>> begin Entries supplied
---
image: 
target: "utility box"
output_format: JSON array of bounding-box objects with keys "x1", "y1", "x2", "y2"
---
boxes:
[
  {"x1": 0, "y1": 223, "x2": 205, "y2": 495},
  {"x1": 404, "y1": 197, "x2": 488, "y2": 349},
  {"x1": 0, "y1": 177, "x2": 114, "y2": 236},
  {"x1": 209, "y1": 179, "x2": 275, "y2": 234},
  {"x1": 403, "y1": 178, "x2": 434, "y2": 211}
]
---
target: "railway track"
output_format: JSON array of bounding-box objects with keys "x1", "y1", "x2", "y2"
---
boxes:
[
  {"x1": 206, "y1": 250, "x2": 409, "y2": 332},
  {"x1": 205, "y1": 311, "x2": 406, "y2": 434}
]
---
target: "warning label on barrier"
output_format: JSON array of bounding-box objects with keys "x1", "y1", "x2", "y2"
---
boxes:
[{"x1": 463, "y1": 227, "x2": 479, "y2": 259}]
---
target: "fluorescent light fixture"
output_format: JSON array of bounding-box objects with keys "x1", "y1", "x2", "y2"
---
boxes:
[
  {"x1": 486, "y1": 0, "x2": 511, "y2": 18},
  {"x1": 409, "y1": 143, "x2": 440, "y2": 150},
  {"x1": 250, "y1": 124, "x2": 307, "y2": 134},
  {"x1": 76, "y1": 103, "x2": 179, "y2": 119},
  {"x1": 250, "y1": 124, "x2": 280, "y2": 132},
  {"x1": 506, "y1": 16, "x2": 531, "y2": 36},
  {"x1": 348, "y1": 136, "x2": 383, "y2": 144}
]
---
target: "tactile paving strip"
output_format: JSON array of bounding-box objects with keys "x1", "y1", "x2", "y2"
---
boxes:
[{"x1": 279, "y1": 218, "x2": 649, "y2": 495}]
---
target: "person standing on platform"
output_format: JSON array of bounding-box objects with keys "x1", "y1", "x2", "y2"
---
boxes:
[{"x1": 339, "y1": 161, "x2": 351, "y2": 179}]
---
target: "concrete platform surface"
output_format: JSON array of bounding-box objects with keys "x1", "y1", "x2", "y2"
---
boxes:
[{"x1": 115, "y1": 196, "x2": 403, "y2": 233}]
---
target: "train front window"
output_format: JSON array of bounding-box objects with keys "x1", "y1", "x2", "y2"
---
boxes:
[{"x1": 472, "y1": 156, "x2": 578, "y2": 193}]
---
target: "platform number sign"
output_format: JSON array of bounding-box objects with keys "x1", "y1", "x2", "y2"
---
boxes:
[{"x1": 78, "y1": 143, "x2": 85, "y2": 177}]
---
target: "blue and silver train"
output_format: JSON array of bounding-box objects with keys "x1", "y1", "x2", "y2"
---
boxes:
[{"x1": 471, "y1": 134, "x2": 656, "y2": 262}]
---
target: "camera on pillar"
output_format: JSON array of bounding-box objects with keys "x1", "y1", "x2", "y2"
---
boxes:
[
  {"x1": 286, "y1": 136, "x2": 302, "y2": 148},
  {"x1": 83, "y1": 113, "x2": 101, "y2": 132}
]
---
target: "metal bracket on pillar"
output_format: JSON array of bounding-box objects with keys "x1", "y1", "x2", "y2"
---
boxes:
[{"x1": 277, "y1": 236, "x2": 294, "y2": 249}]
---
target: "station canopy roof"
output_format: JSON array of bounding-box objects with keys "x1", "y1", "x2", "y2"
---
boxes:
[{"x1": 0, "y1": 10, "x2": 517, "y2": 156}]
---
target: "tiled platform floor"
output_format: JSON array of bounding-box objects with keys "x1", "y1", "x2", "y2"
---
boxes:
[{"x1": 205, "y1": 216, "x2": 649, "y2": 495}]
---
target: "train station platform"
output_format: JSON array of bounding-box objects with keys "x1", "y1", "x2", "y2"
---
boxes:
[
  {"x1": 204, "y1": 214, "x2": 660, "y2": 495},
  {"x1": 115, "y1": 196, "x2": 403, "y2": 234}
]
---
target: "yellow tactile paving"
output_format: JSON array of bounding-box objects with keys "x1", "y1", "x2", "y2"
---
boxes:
>> end Entries supplied
■ Aim of the task: Identify every line in the records above that contains the word "tactile", and copy each of those lines.

■ Output of the exercise:
target: "tactile paving strip"
target: "yellow tactile paving"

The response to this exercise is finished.